Text section
+ + +

Dyslexia and ADHD often overlap—and that makes diagnosis harder

People with dyslexia often experience other learning differences that make effective diagnosis and intervention even more challenging.

“Twenty-five percent to 40 percent of children with dyslexia are likely to have ADHD, and vice versa,” said Danielle Wexler, a clinical psychologist at Baltimore-based Kennedy Krieger Institute’s Center for Neuropsychological and Psychological Assessment. “If a child has a hard time paying attention [because of ADHD], they’re going to miss much of the instruction they’re getting.”

Wexler notes that children with both ADHD and dyslexia benefit from small-group or one-on-one instruction. But before receiving effective instruction, students must first get a correct diagnosis, which can be tricky.

“It can become this ‘chicken or egg’ thing where you’re asking if the student is struggling in school because their inability to focus is making reading more challenging, or they are acting out because of frustration with reading,” said Ness.

Why early dyslexia diagnosis matters

Making an accurate diagnosis as early as possible in a student’s K-12 journey matters, experts say, as it gives them the best opportunity to get help they need when it matters most.

+ + +

Tasks for this exercise
(a) Copy the dyslexia and ADHD text from "Dyslexia and ADHD" up to and including "even more challenging.", renaming "learning differences" as "learning challenges".
(b) Decide whether each statement agrees with the dyslexia and ADHD text, answering yes or no and quoting the words that settle it: (i) Wexler says 25 to 40 percent of children with dyslexia are likely to have ADHD. (ii) Wexler says children with both ADHD and dyslexia do best in large-class instruction. (iii) The Center for Neuropsychological and Psychological Assessment belongs to the Kennedy Krieger Institute, which is based in Baltimore.
(c) Pick up the dyslexia and ADHD text after its final sentence and carry it on.

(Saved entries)

+ + +

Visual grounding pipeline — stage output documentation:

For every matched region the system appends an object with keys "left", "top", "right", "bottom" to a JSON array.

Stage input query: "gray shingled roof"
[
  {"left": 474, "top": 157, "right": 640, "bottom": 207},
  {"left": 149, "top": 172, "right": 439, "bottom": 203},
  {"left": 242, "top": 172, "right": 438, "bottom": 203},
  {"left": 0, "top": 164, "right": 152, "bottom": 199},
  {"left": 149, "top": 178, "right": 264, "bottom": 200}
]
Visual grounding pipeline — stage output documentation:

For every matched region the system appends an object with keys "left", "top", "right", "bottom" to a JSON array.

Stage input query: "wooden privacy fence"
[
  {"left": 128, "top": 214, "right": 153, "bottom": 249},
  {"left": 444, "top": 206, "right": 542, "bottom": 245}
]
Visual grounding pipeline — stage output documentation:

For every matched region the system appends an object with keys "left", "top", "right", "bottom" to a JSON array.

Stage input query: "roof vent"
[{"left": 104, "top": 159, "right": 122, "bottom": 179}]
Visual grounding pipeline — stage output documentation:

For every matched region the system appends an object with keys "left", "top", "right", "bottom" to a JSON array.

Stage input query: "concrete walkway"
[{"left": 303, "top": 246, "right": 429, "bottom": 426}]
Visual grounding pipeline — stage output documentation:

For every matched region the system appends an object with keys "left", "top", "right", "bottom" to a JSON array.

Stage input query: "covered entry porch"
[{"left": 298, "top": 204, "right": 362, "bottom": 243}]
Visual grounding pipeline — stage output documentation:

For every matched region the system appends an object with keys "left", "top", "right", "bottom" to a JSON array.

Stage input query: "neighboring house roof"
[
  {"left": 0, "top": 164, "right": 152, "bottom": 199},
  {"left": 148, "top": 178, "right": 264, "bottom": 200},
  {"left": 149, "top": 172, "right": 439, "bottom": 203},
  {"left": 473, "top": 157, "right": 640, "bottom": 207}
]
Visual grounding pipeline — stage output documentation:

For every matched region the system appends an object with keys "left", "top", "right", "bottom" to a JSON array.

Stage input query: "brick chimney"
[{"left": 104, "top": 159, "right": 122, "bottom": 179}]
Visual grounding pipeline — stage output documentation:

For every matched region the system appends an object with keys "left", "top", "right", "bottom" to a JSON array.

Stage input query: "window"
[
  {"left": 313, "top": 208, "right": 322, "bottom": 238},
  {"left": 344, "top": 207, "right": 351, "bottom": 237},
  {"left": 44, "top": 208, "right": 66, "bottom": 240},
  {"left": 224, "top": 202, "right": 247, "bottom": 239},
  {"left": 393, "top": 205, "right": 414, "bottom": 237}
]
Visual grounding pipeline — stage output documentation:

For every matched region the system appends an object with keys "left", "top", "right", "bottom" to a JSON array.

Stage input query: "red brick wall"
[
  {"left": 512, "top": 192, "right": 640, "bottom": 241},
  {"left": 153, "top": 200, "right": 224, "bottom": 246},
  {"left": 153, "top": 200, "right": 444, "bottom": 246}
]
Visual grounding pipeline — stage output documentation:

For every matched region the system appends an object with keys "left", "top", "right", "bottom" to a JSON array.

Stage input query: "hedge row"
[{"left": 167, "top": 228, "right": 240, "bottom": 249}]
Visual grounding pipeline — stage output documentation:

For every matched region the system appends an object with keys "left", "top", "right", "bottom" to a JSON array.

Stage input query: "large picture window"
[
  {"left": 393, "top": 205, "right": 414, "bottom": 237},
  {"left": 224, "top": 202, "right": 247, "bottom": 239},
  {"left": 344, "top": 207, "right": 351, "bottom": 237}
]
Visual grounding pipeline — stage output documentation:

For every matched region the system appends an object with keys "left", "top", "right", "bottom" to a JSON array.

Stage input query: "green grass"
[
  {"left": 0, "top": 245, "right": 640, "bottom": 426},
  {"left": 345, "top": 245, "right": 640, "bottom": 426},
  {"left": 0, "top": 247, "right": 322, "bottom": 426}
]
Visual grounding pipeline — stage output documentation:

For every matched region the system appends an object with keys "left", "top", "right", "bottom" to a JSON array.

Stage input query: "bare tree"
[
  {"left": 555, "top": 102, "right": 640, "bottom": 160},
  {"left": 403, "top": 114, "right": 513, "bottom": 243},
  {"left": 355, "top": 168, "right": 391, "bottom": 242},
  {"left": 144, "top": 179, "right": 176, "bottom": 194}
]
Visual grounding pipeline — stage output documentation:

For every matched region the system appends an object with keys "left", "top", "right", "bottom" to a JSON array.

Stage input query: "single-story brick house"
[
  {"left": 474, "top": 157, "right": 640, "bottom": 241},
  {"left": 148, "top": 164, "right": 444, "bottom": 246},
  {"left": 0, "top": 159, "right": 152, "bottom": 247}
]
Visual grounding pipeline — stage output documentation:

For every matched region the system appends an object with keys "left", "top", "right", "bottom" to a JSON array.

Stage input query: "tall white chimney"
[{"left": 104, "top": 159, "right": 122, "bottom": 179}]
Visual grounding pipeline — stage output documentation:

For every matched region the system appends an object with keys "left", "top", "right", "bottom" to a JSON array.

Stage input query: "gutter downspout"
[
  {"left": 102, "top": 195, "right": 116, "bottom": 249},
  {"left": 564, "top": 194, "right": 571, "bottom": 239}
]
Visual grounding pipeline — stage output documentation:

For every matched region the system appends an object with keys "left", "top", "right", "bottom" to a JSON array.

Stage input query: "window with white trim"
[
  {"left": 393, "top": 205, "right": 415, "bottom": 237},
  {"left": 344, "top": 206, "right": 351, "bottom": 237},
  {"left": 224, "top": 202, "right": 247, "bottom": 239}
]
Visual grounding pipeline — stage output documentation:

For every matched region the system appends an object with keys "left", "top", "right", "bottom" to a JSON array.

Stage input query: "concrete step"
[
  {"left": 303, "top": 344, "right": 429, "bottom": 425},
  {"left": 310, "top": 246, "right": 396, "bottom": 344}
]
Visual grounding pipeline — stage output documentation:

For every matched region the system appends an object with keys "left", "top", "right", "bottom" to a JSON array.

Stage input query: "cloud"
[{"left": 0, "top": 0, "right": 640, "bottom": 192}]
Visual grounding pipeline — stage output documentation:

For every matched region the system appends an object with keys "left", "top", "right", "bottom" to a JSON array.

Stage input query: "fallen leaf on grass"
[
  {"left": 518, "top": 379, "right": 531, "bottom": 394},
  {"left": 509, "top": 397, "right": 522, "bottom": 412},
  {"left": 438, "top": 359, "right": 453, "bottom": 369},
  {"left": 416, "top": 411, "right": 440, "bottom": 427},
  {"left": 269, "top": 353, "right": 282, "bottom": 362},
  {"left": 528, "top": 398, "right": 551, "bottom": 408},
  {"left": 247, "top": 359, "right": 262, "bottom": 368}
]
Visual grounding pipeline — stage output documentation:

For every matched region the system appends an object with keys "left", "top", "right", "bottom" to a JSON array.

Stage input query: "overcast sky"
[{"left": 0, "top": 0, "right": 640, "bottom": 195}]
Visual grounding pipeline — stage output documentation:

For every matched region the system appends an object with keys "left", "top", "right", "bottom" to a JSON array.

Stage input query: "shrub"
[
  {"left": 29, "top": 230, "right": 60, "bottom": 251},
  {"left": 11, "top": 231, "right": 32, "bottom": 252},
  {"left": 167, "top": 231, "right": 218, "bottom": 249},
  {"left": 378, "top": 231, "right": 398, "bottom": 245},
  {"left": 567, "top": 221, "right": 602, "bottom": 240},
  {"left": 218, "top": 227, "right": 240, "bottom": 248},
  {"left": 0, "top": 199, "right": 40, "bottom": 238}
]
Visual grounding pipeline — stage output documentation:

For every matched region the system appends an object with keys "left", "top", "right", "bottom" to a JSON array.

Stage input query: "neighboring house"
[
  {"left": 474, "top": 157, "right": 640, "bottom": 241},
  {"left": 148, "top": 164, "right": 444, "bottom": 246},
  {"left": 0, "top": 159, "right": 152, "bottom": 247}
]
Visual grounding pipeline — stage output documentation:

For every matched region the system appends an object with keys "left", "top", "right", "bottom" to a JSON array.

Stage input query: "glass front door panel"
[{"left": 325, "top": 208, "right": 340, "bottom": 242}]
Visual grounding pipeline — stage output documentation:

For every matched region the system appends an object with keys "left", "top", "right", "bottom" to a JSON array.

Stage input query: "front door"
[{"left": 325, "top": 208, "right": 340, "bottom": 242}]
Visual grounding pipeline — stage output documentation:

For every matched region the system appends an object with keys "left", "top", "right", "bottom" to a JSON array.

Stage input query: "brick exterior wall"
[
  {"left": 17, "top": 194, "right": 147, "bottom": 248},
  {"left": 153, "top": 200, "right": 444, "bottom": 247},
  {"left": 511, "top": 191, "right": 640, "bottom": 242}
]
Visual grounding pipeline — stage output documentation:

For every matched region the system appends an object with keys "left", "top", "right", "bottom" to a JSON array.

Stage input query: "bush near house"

+ + +

Answers by task
(a)
Dyslexia and ADHD often overlap—and that makes diagnosis harder

People with dyslexia often experience other learning challenges that make effective diagnosis and intervention even more challenging.

(b)
(i) Yes: "Twenty-five percent to 40 percent of children with dyslexia are likely to have ADHD"
(ii) No: "children with both ADHD and dyslexia benefit from small-group or one-on-one instruction"
(iii) Yes: "Baltimore-based Kennedy Krieger Institute’s Center for Neuropsychological and Psychological Assessment"

(c)
“We do know that when you catch dyslexia as early as possible, and you provide structured literacy interventions with appropriate frequency, you can start to see the brain responding in as little as six weeks,” said Ness, referencing the brain’s optimal “neuroplasticity” period, which corresponds to when most children learn to read.

The problem, said Ness, is that most children with dyslexia don’t get diagnosed until at least 3rd grade. Not only are they missing the optimal time for appropriate intervention but, in the interim, their self-esteem can plummet.

“Now you’re addressing some mental health struggles as they’re feeling shame and embarrassment,” she said.

Further, without early intervention, students tend to avoid reading altogether because it’s hard for them, and they don’t like it. Without exposure to reading, their vocabulary fails to grow, as does their background knowledge, Ness said.

What success looks like for people with dyslexia

Knowing that dyslexia can’t be fixed or cured, what do the long-term outcomes for someone with the disability look like?

“Most of the time, they won’t be as fluent as a regular reader, but they’re able to look at the written page and, within a reasonable amount of time, totally comprehend what’s on that page,” said Shifrin, at the Jemicy School. “A lot of times, dyslexics will tell you, ‘I know how to skim the page and read it for the main ideas, but I’m not reading every word.’”

What students with dyslexia frequently do learn as they struggle with the disability is perseverance, Shifrin said.

“They’re used to failure. They know that if they don’t succeed the first time, there are many ways to approach a problem, and I think that’s why we see 33 percent of the Fortune 500 company CEOs having dyslexia,” he said.

Before students launch a career, though, they need to get through school, and assistive technology, like audio books and text-to-speech or speech-to-text software, is making it easier than ever for them to do so.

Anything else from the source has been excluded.